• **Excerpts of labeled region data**
● ● ● ● ●

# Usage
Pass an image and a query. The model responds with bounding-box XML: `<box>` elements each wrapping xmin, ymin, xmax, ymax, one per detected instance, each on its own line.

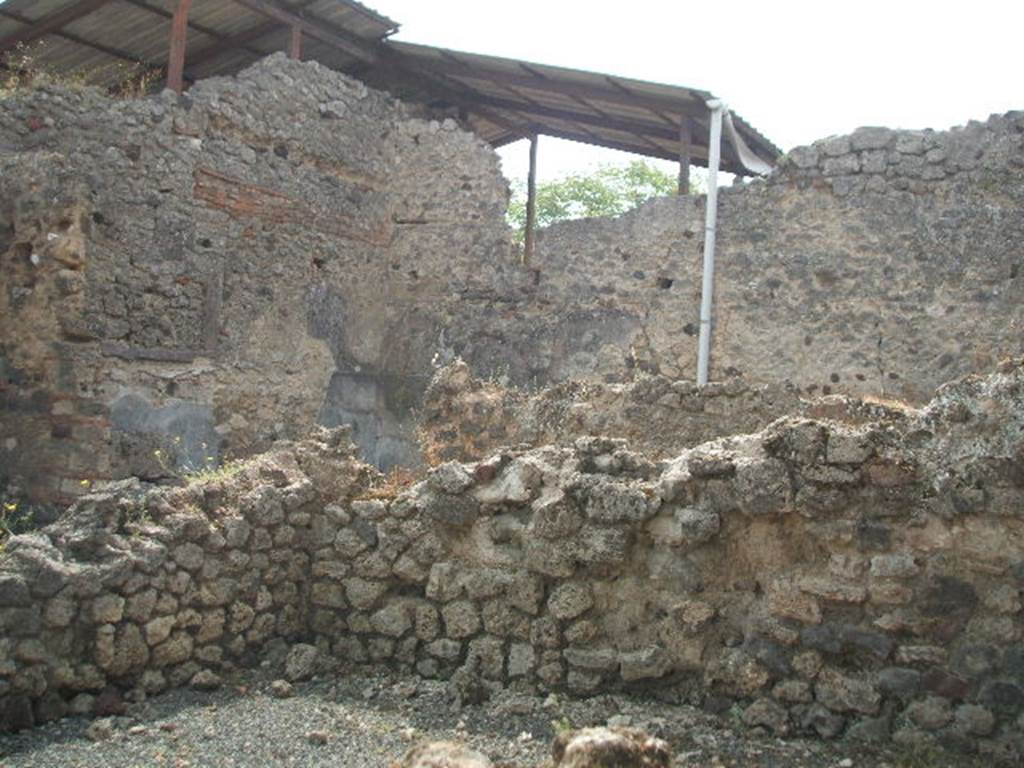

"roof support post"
<box><xmin>697</xmin><ymin>98</ymin><xmax>725</xmax><ymax>387</ymax></box>
<box><xmin>522</xmin><ymin>137</ymin><xmax>537</xmax><ymax>264</ymax></box>
<box><xmin>679</xmin><ymin>115</ymin><xmax>690</xmax><ymax>195</ymax></box>
<box><xmin>167</xmin><ymin>0</ymin><xmax>191</xmax><ymax>93</ymax></box>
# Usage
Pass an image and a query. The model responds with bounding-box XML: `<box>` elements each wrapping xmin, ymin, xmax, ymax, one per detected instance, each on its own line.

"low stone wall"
<box><xmin>0</xmin><ymin>54</ymin><xmax>1024</xmax><ymax>506</ymax></box>
<box><xmin>0</xmin><ymin>364</ymin><xmax>1024</xmax><ymax>759</ymax></box>
<box><xmin>418</xmin><ymin>360</ymin><xmax>802</xmax><ymax>464</ymax></box>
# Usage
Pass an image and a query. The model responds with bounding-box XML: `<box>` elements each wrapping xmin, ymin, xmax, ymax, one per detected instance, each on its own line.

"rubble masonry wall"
<box><xmin>0</xmin><ymin>364</ymin><xmax>1024</xmax><ymax>762</ymax></box>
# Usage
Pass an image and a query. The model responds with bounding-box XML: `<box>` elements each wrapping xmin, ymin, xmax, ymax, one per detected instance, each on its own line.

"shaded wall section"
<box><xmin>0</xmin><ymin>55</ymin><xmax>1024</xmax><ymax>512</ymax></box>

● ● ● ● ●

• **TASK BRIEF**
Pictures in the records above should not be copied. Repeat everything else exactly.

• **TASK OUTPUT**
# Usage
Pass an image and a query. The model responds with bounding-box XML: `<box>` elements each wrapping xmin, ymin, xmax, ymax, one per detected instance, each on its own line.


"roof support post"
<box><xmin>697</xmin><ymin>98</ymin><xmax>725</xmax><ymax>387</ymax></box>
<box><xmin>522</xmin><ymin>137</ymin><xmax>537</xmax><ymax>264</ymax></box>
<box><xmin>679</xmin><ymin>115</ymin><xmax>690</xmax><ymax>195</ymax></box>
<box><xmin>167</xmin><ymin>0</ymin><xmax>191</xmax><ymax>93</ymax></box>
# Usage
Pass an image and a query. The model responds with bounding-box XML: `<box>` elements each wrapping xmin, ymin, xmax, ymax, one per detected instance, each on its own line.

"low stone wall"
<box><xmin>0</xmin><ymin>54</ymin><xmax>1024</xmax><ymax>506</ymax></box>
<box><xmin>0</xmin><ymin>364</ymin><xmax>1024</xmax><ymax>759</ymax></box>
<box><xmin>418</xmin><ymin>360</ymin><xmax>802</xmax><ymax>464</ymax></box>
# Usage
Pass an image and a query. The model responds with bounding-box XML: `<box>` elements each wrapping xmin, ymin, xmax, ymax, one per detected instance, each on its own line.

"rubble masonry wall"
<box><xmin>0</xmin><ymin>364</ymin><xmax>1024</xmax><ymax>762</ymax></box>
# Usage
Pass an image and a query. The model responds with bounding-box XML: `<box>` elements each wrapping xmin, ymin, xmax, ymax, one per detected instance, each on its own line.

"shaded wall section"
<box><xmin>0</xmin><ymin>55</ymin><xmax>1024</xmax><ymax>512</ymax></box>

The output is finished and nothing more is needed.